▶ Objective 1:
Decide whether each statement below agrees with the Docker Swarm service discovery thread. Answer yes or no for each, and quote the words from the thread that settle it.
(a) The poster mounted /var/run/docker.sock in the Prometheus container.
(b) Prometheus is running as root inside the container.
(c) The Prometheus version in use is v2.20.1.
Start Text
Docker Swarm Service Discovery | Problem in Implementation

3,359 views
Skip to first unread message

Umang Goel

unread,
Aug 7, 2020, 5:59:32 AM8/7/20
to Prometheus Users
Hello Community,

I tired using Docker Swarm Service Discovery in prometheus, but facing problems using it. I followed the docker swarm support documentation. Created a daemon.json file and mounted /var/run/docker.sock in prometheus container. Container is giving permission denied error as prometheus is running as nobody and doesn't have access to mounted /var/run/docker.sock. Below is my prometheus.yml.
Prometheus Version : v2.20.1

 prometheus:
    image: prom/prometheus
    networks:
      - monitor
    ports:
      - "9090:9090"
End Text
▶ Objective 2:
Write out the lines of the records from the line with "Provide the segmentation of every instance of the flower bud" up to and including the line with "304 2 L 235", leaving the pictures out.
Start Input material
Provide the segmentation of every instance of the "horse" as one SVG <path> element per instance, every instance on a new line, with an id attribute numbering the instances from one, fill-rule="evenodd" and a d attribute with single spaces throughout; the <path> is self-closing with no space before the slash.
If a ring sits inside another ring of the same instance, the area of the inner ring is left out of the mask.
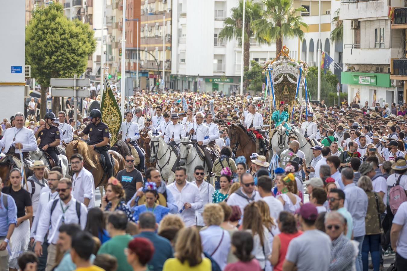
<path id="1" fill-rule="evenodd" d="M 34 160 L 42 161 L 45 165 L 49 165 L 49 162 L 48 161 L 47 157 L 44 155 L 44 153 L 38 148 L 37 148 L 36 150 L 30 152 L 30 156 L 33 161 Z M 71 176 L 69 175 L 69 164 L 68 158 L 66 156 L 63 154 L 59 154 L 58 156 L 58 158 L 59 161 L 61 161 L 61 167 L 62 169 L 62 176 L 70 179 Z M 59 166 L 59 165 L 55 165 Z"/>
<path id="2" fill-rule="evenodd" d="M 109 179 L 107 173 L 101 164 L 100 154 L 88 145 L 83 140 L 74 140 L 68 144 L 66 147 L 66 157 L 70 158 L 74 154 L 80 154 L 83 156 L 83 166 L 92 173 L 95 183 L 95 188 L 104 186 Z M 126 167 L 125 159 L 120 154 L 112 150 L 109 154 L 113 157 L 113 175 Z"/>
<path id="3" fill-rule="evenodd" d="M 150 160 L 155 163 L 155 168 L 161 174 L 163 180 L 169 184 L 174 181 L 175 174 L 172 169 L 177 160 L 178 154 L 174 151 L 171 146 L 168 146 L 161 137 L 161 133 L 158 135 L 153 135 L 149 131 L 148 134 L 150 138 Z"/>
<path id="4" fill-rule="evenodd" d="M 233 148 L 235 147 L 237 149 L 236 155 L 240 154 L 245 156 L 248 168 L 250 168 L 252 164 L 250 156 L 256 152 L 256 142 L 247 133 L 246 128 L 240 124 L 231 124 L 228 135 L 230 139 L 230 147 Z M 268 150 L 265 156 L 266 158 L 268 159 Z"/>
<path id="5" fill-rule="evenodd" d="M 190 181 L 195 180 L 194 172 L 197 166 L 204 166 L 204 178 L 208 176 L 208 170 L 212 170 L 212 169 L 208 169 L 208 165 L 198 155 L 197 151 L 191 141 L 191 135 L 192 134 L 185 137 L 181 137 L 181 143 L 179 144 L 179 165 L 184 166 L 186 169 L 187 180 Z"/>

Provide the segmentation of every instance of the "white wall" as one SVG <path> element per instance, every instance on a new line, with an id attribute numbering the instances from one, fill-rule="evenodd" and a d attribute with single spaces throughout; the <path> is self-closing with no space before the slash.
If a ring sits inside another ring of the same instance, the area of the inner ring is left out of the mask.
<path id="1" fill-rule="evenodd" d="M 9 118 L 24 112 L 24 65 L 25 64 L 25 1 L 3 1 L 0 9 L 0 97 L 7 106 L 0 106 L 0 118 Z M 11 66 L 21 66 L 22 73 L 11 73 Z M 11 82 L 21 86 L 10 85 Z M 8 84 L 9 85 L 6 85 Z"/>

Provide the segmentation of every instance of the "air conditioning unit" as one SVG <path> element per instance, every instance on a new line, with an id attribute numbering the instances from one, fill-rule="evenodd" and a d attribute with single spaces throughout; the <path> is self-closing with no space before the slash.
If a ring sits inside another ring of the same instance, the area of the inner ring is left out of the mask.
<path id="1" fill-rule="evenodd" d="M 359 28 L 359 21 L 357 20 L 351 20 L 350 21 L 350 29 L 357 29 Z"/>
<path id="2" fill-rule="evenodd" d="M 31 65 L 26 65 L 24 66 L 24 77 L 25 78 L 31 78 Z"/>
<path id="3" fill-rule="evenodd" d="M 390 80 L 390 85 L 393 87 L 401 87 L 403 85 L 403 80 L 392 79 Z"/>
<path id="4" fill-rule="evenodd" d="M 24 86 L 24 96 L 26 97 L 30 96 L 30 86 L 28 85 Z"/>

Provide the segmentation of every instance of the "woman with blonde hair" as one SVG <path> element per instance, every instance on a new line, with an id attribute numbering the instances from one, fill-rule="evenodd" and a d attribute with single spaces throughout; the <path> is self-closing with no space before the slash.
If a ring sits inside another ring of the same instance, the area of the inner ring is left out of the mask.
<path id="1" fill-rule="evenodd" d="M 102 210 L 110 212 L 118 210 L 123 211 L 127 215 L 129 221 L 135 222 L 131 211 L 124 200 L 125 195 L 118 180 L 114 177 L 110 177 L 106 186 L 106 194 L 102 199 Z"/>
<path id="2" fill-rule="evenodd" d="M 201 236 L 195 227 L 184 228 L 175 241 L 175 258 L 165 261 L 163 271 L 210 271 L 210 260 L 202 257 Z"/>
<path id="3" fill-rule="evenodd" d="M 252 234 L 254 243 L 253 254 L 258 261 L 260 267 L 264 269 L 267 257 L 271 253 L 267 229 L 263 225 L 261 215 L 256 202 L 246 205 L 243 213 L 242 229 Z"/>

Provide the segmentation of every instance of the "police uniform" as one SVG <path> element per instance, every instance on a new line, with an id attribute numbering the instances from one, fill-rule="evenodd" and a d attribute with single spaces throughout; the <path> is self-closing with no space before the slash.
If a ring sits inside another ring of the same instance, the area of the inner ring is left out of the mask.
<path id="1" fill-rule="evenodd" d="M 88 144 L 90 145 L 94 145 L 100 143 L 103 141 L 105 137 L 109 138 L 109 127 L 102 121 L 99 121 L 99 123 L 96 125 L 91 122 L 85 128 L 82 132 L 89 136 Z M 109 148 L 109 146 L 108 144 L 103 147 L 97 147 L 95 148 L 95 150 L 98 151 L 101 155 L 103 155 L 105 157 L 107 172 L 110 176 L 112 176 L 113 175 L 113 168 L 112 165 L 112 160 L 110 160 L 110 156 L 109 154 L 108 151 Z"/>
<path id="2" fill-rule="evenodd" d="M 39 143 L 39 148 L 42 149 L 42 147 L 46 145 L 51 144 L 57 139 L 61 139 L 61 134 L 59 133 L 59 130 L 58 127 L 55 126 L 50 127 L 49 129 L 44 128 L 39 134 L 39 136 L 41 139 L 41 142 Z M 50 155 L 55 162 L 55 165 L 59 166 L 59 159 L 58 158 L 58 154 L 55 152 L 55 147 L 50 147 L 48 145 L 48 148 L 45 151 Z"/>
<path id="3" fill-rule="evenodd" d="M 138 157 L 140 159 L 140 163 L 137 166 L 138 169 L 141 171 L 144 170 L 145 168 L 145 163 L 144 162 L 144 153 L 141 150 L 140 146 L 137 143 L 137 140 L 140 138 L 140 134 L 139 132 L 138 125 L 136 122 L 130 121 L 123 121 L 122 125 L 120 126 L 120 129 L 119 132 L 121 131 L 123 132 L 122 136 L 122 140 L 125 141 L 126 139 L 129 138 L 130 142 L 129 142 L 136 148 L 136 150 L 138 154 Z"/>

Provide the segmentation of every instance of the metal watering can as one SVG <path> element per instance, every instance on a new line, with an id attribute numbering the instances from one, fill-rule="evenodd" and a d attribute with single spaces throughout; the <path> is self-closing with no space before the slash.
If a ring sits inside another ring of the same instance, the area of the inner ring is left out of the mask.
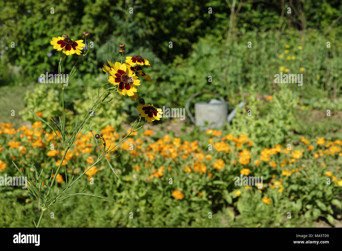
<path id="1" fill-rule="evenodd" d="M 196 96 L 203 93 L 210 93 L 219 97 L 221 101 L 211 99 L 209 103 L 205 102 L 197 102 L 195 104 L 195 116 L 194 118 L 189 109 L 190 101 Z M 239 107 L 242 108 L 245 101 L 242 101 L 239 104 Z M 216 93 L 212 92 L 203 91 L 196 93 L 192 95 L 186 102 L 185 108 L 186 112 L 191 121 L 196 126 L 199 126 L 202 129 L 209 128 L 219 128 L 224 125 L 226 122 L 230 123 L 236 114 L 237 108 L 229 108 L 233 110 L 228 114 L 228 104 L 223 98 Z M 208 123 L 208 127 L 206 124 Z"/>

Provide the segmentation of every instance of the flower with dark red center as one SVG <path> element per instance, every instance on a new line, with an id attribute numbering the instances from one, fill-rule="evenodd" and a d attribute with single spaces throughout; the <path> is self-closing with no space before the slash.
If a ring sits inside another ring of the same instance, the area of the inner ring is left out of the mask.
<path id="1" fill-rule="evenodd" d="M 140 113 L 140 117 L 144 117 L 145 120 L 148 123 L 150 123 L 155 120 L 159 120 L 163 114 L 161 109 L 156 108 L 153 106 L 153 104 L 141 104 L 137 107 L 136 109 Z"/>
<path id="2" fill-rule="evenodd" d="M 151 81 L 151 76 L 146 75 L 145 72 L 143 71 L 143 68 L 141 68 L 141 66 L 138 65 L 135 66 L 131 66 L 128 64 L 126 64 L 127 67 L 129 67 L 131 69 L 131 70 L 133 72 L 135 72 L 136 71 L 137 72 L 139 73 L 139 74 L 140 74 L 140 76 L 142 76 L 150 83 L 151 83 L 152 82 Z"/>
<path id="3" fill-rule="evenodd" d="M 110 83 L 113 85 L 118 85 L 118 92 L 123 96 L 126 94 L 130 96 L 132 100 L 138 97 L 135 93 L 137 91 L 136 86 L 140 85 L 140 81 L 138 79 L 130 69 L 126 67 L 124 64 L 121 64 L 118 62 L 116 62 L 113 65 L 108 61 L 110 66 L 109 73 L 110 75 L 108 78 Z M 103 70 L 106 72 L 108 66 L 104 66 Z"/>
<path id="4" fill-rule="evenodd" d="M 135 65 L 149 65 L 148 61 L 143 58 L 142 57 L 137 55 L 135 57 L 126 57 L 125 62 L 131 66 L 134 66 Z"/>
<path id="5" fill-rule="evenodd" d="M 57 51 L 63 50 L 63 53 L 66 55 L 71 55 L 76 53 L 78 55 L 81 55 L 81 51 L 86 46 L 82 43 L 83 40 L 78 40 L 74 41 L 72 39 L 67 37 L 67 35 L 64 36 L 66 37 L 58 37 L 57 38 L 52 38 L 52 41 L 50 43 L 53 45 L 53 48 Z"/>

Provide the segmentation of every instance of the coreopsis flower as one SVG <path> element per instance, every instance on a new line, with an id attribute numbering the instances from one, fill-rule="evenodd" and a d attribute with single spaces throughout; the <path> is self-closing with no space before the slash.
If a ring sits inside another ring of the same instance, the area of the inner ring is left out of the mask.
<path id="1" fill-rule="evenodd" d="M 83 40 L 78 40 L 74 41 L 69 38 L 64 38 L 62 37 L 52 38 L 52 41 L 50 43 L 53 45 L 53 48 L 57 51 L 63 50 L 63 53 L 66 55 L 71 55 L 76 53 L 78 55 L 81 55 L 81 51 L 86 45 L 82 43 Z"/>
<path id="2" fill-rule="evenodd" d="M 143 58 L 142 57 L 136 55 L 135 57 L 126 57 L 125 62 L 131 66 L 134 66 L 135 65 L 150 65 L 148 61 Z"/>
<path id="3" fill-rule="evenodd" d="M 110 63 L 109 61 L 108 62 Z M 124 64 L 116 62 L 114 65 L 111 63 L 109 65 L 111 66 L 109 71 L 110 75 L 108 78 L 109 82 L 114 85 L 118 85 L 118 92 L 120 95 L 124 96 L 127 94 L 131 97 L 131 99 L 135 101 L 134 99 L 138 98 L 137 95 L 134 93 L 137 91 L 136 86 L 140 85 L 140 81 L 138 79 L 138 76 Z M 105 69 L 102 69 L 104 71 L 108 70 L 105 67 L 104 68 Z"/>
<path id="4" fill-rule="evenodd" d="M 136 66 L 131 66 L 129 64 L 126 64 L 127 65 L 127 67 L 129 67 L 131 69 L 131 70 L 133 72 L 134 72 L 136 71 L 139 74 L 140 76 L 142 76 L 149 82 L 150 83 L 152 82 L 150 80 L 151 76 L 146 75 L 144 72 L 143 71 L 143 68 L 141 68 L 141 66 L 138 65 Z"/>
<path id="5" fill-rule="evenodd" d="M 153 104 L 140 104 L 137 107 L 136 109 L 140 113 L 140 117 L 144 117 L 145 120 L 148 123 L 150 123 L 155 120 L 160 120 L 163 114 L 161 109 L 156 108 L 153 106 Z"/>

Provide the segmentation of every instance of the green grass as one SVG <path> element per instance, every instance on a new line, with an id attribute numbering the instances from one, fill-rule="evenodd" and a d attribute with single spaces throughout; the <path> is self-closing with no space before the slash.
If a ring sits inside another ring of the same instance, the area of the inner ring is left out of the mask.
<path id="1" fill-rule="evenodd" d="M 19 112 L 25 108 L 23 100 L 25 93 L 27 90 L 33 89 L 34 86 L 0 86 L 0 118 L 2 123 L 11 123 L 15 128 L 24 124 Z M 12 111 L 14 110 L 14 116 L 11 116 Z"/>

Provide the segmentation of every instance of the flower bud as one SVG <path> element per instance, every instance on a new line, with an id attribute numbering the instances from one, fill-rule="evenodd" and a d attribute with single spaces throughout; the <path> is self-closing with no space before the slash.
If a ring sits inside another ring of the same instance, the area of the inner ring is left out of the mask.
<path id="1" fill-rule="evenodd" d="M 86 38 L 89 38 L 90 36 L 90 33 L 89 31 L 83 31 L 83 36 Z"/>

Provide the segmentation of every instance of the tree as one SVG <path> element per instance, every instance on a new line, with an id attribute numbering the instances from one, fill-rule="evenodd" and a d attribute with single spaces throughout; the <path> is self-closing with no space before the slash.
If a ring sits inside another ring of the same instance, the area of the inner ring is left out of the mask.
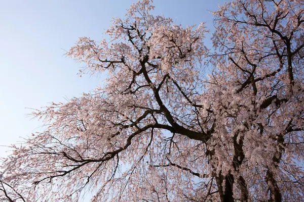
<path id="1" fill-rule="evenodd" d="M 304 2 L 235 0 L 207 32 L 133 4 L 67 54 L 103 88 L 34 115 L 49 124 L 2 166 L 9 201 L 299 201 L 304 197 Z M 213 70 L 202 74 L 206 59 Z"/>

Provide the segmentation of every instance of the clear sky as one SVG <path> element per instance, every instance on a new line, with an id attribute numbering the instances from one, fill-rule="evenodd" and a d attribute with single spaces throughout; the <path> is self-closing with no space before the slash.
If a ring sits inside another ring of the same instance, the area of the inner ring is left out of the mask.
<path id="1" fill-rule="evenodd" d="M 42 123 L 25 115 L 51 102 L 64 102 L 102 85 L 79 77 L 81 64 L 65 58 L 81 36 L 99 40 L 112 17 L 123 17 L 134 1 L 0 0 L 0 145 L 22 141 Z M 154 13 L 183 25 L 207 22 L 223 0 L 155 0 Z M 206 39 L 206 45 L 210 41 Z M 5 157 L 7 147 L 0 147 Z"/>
End Input material
▶ Written solution 1:
(a) Yes: "Created a daemon.json file and mounted /var/run/docker.sock in prometheus container."
(b) No: "prometheus is running as nobody and doesn't have access to mounted /var/run/docker.sock"
(c) Yes: "Prometheus Version : v2.20.1"

▶ Written solution 2:
Provide the segmentation of every instance of the flower bud as one SVG <path> element per instance, every instance on a new line, with an id attribute numbering the instances from one, fill-rule="evenodd" and a d attribute with single spaces throughout; the <path> is self-closing with no space before the slash.
If a ring sits inside another ring of the same instance, the area of the inner ring is left out of the mask.
<path id="1" fill-rule="evenodd" d="M 86 38 L 89 38 L 90 36 L 90 33 L 89 31 L 83 31 L 83 36 Z"/>

Provide the segmentation of every instance of the tree as one SVG <path> element per instance, every instance on a new line, with an id attribute numbering the instances from one, fill-rule="evenodd" and a d attribute with single spaces throughout; the <path> is self-closing with no space before the slash.
If a ring sits inside another ring of the same instance, the area of the inner ring is left out of the mask.
<path id="1" fill-rule="evenodd" d="M 304 2 L 235 0 L 207 32 L 133 4 L 67 54 L 103 88 L 34 115 L 49 124 L 2 166 L 9 201 L 299 201 L 304 197 Z M 213 70 L 202 74 L 206 59 Z"/>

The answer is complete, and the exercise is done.